>> Start

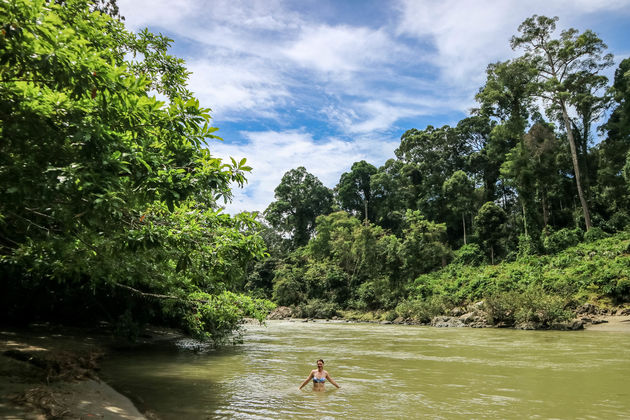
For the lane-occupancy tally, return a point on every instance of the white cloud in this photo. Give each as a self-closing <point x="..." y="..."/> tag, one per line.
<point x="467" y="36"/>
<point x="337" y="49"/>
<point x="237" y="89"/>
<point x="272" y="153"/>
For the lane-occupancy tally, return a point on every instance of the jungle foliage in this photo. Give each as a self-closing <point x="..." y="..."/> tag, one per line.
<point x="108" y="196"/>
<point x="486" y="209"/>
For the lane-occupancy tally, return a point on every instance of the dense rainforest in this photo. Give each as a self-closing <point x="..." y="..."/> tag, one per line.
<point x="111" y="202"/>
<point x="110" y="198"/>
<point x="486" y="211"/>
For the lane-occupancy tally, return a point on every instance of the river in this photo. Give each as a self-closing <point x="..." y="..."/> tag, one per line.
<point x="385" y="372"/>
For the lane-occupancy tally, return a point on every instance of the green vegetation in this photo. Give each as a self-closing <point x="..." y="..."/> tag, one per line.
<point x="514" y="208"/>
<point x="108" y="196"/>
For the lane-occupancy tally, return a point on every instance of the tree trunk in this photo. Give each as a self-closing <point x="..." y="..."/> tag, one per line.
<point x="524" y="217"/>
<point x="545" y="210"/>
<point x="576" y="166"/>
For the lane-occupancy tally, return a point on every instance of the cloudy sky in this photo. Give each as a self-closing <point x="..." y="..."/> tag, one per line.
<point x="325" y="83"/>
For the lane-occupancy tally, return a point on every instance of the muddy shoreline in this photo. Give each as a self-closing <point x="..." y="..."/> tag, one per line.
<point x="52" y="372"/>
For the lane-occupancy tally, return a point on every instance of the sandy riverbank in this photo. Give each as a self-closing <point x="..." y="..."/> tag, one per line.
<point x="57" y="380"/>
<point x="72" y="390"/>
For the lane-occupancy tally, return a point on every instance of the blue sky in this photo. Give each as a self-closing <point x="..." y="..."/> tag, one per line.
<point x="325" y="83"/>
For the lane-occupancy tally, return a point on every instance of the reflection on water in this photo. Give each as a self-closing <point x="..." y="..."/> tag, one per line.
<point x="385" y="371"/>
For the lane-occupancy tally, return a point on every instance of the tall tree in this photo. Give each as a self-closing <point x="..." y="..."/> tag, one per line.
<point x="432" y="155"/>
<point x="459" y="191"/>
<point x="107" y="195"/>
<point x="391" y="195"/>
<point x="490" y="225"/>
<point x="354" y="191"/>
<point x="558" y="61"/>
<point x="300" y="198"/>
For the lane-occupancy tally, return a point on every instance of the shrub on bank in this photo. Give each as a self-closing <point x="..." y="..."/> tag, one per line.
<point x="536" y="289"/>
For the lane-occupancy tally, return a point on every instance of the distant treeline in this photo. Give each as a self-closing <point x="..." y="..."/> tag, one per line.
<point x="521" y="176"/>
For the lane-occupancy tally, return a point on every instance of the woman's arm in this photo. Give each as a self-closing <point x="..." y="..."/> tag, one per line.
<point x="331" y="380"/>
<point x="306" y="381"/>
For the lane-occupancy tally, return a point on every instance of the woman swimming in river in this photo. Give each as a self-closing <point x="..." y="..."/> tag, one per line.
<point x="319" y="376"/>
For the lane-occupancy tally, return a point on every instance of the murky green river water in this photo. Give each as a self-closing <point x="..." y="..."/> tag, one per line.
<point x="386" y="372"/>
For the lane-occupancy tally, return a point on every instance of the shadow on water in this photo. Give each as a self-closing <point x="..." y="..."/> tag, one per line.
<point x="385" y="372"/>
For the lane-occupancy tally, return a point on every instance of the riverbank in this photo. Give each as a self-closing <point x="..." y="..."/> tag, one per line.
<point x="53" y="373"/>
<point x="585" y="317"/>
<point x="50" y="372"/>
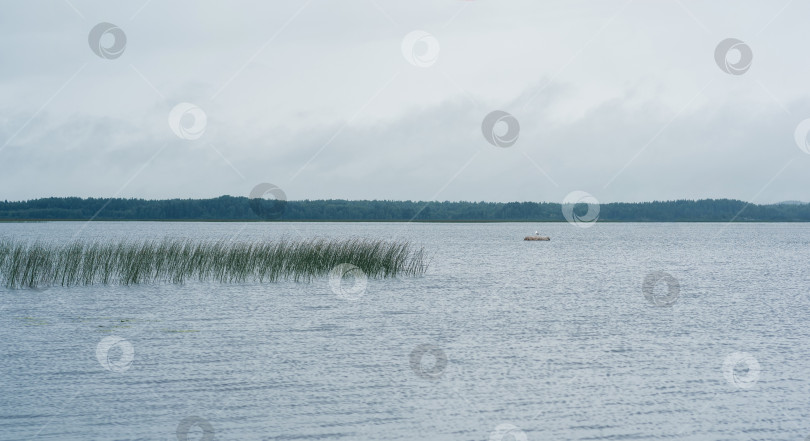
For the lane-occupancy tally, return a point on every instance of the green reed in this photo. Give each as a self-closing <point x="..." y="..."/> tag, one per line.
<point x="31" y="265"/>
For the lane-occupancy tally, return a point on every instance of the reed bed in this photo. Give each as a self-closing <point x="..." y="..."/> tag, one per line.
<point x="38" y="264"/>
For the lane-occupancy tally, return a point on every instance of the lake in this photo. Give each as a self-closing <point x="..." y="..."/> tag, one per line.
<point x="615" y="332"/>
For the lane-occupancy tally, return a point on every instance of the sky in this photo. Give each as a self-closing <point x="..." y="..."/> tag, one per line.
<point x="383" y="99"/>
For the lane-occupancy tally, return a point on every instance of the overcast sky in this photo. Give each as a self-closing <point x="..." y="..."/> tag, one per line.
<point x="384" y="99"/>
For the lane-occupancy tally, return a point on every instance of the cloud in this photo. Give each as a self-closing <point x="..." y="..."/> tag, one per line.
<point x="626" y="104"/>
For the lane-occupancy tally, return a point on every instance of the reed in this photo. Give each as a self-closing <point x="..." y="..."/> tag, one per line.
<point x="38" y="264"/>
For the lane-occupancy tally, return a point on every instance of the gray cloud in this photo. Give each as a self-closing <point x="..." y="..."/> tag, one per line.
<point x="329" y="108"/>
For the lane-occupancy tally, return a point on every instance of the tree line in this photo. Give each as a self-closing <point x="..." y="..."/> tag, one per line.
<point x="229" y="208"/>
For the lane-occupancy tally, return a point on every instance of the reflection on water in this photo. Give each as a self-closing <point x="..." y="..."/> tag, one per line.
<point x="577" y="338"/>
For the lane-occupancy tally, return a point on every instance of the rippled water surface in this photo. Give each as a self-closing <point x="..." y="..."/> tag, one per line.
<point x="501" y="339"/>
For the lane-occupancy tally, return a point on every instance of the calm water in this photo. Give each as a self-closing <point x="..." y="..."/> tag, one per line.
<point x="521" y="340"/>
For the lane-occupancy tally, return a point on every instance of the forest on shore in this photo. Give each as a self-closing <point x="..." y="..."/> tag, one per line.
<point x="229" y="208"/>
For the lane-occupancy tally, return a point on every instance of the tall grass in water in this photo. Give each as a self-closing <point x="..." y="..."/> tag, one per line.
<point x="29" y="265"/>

>> End

* **REQUIRED TASK**: What needs duplicating is the run of lines from the one containing "of the rippled" through the last line of the entries above, exact and complete.

* **PROBLEM SOLUTION**:
For the lane-occupancy tally, return a point on every instance of the rippled water surface in this photo. Give each as a self-closing <point x="..." y="..."/> tag, one per line.
<point x="501" y="339"/>
For the lane-occupancy tally, return a point on every instance of the calm water in this photo. Give each as a self-closing <point x="..." y="..."/> tag, one per line.
<point x="521" y="340"/>
For the lane-occupancy tally, return a point on every instance of the forest on shore in this photo. Give each as a self-closing <point x="..." y="..."/> tag, one per line.
<point x="229" y="208"/>
For the lane-occupancy tally, return a point on every instance of the tall grass in water in this photo. Give each as a self-closing <point x="..." y="..."/> tag, one per line.
<point x="29" y="265"/>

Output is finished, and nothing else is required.